▶ Problem to solve: Copy the records below verbatim, starting at the line that contains "For the benchmark, mark every instance of the bird in" and continuing through the end of the records, with both ends included.

Stored items from a collection:

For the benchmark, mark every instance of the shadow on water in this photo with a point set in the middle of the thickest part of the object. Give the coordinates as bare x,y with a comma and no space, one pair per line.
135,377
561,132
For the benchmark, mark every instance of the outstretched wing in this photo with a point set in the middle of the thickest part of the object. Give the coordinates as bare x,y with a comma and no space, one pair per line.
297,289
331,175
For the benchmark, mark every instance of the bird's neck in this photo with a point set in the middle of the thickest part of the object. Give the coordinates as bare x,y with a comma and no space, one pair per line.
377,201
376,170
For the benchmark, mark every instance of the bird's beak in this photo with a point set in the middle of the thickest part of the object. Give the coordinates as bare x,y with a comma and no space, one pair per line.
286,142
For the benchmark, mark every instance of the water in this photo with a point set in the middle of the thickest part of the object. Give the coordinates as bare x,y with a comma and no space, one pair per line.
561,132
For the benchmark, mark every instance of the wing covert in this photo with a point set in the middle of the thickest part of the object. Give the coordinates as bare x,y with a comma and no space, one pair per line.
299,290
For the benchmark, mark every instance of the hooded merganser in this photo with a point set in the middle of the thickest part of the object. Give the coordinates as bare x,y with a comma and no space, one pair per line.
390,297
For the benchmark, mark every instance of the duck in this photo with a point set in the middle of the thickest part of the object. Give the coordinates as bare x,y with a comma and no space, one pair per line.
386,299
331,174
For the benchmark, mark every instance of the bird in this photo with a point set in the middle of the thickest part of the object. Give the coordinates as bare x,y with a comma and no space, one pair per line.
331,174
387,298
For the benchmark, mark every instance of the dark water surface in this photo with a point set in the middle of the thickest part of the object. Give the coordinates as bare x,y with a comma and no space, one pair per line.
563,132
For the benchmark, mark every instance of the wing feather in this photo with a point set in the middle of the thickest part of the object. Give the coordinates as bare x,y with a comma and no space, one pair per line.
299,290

▶ Answer to the task:
For the benchmark, mark every instance of the bird in this photo with a point set in the middle of the thickest part of the object. Give the coordinates as bare x,y with a comma and no space, one pair per line.
331,174
387,298
For the benchmark, mark every instance of the dark water surface in this photo with a point set in the middle of the thickest part of the object. Give the coordinates as bare x,y with a comma and no space, one pair per line.
563,132
For the benchmark, mark every instance of the wing feather in this photo with a point set in the middle of the thickest part of the object. Give the coordinates as bare x,y with a comma and no space, one pair per line.
299,290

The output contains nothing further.